Stored items from a collection -
:::::
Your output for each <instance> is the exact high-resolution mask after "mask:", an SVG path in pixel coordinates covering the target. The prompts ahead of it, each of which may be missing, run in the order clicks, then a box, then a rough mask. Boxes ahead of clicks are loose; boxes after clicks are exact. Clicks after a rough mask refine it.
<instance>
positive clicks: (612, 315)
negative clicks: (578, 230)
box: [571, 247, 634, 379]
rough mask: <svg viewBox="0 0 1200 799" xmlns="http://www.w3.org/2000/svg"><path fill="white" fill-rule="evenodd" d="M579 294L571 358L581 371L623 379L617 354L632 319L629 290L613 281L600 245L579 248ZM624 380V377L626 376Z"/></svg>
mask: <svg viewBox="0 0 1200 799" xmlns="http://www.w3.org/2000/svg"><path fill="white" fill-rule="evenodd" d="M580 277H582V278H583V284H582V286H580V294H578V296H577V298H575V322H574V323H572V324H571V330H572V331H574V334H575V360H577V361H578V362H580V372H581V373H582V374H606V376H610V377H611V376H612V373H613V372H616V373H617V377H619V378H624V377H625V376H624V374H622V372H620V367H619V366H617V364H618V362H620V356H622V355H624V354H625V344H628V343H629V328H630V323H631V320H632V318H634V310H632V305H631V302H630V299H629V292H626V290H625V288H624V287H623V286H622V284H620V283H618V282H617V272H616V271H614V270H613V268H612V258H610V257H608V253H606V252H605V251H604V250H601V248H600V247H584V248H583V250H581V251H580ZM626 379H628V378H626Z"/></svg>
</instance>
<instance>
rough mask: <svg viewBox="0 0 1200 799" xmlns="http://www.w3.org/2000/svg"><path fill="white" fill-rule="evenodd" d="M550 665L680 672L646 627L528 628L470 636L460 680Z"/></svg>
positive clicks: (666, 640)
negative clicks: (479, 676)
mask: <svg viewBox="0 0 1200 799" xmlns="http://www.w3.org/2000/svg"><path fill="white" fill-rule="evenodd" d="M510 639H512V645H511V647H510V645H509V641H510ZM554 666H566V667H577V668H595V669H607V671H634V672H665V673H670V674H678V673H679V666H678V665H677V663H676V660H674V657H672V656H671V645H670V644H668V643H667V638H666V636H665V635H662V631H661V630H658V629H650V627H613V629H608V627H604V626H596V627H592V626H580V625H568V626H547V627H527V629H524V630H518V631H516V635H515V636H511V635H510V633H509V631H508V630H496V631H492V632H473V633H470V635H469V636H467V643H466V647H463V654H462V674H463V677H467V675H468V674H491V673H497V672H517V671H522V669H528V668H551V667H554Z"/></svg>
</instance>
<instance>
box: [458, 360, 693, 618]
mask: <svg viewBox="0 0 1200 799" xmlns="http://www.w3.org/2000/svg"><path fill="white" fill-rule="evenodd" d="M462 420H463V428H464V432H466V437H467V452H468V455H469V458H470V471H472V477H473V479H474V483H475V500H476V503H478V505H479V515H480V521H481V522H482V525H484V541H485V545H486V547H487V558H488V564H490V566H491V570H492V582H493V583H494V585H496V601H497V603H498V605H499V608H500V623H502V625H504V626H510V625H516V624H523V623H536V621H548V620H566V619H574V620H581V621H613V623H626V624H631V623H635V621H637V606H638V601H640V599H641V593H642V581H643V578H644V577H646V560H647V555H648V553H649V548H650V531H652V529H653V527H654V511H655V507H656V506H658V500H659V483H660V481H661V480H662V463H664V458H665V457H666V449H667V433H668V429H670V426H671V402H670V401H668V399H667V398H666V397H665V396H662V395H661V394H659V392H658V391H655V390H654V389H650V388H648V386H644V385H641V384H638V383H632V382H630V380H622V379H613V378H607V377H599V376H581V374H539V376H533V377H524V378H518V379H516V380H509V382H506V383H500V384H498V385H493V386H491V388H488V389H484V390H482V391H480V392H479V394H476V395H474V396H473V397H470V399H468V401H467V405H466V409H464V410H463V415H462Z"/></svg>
:::::
How to complete this task -
Write out all of the data again, swapping every "negative clicks" for "excluded points". Leave everything else unchanged.

Response area -
Your output for each <instance> is the exact high-resolution mask after "mask:", an SVG path in pixel coordinates covering the target. The prompts ahead of it, each of which may be missing, run in the order clicks, then a box, then a rough mask. Boxes ahead of clicks are loose; boxes after clicks are exact. Clicks after a rough mask refine it.
<instance>
positive clicks: (612, 315)
excluded points: (578, 230)
box: [571, 247, 634, 379]
rough mask: <svg viewBox="0 0 1200 799" xmlns="http://www.w3.org/2000/svg"><path fill="white" fill-rule="evenodd" d="M579 294L571 358L581 371L623 379L617 354L632 319L629 290L613 281L600 245L579 248ZM624 380V377L626 376Z"/></svg>
mask: <svg viewBox="0 0 1200 799" xmlns="http://www.w3.org/2000/svg"><path fill="white" fill-rule="evenodd" d="M580 277H582V278H583V284H582V286H580V294H578V296H577V298H575V322H574V323H572V324H571V330H572V331H574V334H575V360H577V361H578V362H580V372H581V373H582V374H606V376H610V377H611V376H612V373H613V372H616V373H617V377H619V378H624V377H625V376H624V374H622V372H620V367H619V366H617V364H618V362H620V356H622V355H624V354H625V344H628V343H629V328H630V323H631V320H632V318H634V310H632V305H631V302H630V299H629V292H626V290H625V288H624V287H623V286H622V284H620V283H618V282H617V272H616V271H614V270H613V268H612V258H610V257H608V253H606V252H605V251H604V250H601V248H600V247H584V248H583V250H581V251H580ZM626 379H628V378H626Z"/></svg>
</instance>
<instance>
rough mask: <svg viewBox="0 0 1200 799" xmlns="http://www.w3.org/2000/svg"><path fill="white" fill-rule="evenodd" d="M550 665L680 672L646 627L528 628L470 636L460 680Z"/></svg>
positive clicks: (666, 640)
excluded points: (479, 676)
mask: <svg viewBox="0 0 1200 799" xmlns="http://www.w3.org/2000/svg"><path fill="white" fill-rule="evenodd" d="M510 639H512V645H511V647H510V645H509V641H510ZM554 666H566V667H577V668H595V669H607V671H634V672H665V673H670V674H678V673H679V666H678V665H677V663H676V660H674V657H672V656H671V645H670V644H668V643H667V638H666V636H665V635H662V631H661V630H658V629H650V627H613V629H608V627H604V626H596V627H592V626H580V625H568V626H547V627H527V629H524V630H518V631H516V635H515V636H511V635H510V633H509V631H508V630H496V631H492V632H473V633H470V635H469V636H467V643H466V647H463V654H462V674H463V677H467V675H468V674H491V673H497V672H517V671H522V669H528V668H551V667H554Z"/></svg>
</instance>
<instance>
box: [458, 360, 693, 618]
mask: <svg viewBox="0 0 1200 799" xmlns="http://www.w3.org/2000/svg"><path fill="white" fill-rule="evenodd" d="M462 420H463V428H464V432H466V437H467V452H468V455H469V458H470V471H472V477H473V479H474V483H475V500H476V503H478V505H479V515H480V521H481V522H482V525H484V541H485V545H486V547H487V558H488V564H490V566H491V570H492V582H493V583H494V585H496V601H497V603H498V605H499V608H500V623H502V625H504V626H510V625H516V624H523V623H536V621H548V620H566V619H574V620H581V621H613V623H626V624H631V623H635V621H637V606H638V601H640V599H641V593H642V581H643V578H644V577H646V560H647V555H648V553H649V548H650V531H652V529H653V527H654V511H655V507H656V506H658V500H659V483H660V481H661V480H662V463H664V458H665V457H666V449H667V433H668V429H670V426H671V402H670V401H668V399H667V398H666V397H665V396H662V395H661V394H659V392H658V391H655V390H654V389H650V388H648V386H644V385H641V384H638V383H632V382H630V380H622V379H613V378H607V377H599V376H581V374H539V376H533V377H524V378H518V379H516V380H509V382H506V383H500V384H498V385H493V386H491V388H488V389H484V390H482V391H480V392H479V394H476V395H474V396H473V397H470V399H468V401H467V405H466V409H464V410H463V415H462Z"/></svg>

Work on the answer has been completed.